__PARTS OF THE EXERCISE__:
1 - Answer these questions using the text on Holzapfel's teaching, one answer per line, marked like the questions:
(a) What did a colleague tell Holzapfel was funny about his award?
(b) What do his students memorize from Chaucer's "The Canterbury Tales"?
(c) What position does Susan Calabria hold?
2 - From the text on Holzapfel's teaching, quote the passage that begins with the words containing "In this way, Holzapfel" and ends with "original Middle English.".

__SOURCE__:
┌────────

In this way, Holzapfel is being celebrated for doing things differently.
“The Vermont standards and the Common Core and all those sorts of things … I haven't really paid much attention to. A colleague pointed out to me, she said: 'It's funny you're getting this award for doing what you're not supposed to be doing.'”
That's not to say Holzapfel's curriculum doesn't meet those standards: he's just come up with his own way of satisfying them.
Each year his students read the epic poem “The Odyssey” and memorize the first stanza of Chaucer's “The Canterbury Tales” in the original Middle English.
“Those kinds of things don't show up on [standardized] tests,” Holzapfel says, “and yet they're the things kids remember and the things kids value. It becomes a part of them. I've never seen any research that indicates that people who do well on standardized tests are either successful or happy in their lives.”
Holzapfel says he takes issue with guidelines and standards that compartmentalize subject matter.
“When we're studying astronomy we're also reading [science fiction author] Ray Bradbury. Everything is related to everything else. And the strictures of, 'Well we can't talk about math or we can't talk about science while we're looking at art' is just silly. If you present the same material in as many different ways and through as many different lenses as possible then you just increase the chances of creating understanding.”
Students in Holzapfel's class spend a lot of time discussing images. He uses a teaching method known as Visual Thinking Strategies, or VTS, in which the artwork of M. C. Escher helps students understand geometry, and Seurat's “Luncheon on the Grass” (1863) sparks an exploration of such components of creative writing as characterization and plot.
According to Susan Calabria, education curator at Brattleboro Museum & Art Center, Holzapfel was one of the first in our area to incorporate this method.
“His students are primed to be discoverers. The results in every area show David's ability to capture students' innate curiosity and to turn on their desire to succeed,” Calabria says.

└────────

__GIVEN DATA__:
┌────────

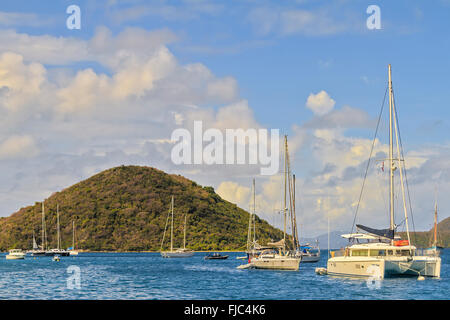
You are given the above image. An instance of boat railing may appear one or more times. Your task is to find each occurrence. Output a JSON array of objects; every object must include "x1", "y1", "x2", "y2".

└────────

__WRITTEN RESPONSES__:
1 -
(a) That he was getting the award for doing what he's not supposed to be doing.
(b) The first stanza, in the original Middle English.
(c) She is education curator at Brattleboro Museum & Art Center.

2 -
In this way, Holzapfel is being celebrated for doing things differently.
“The Vermont standards and the Common Core and all those sorts of things … I haven't really paid much attention to. A colleague pointed out to me, she said: 'It's funny you're getting this award for doing what you're not supposed to be doing.'”
That's not to say Holzapfel's curriculum doesn't meet those standards: he's just come up with his own way of satisfying them.
Each year his students read the epic poem “The Odyssey” and memorize the first stanza of Chaucer's “The Canterbury Tales” in the original Middle English.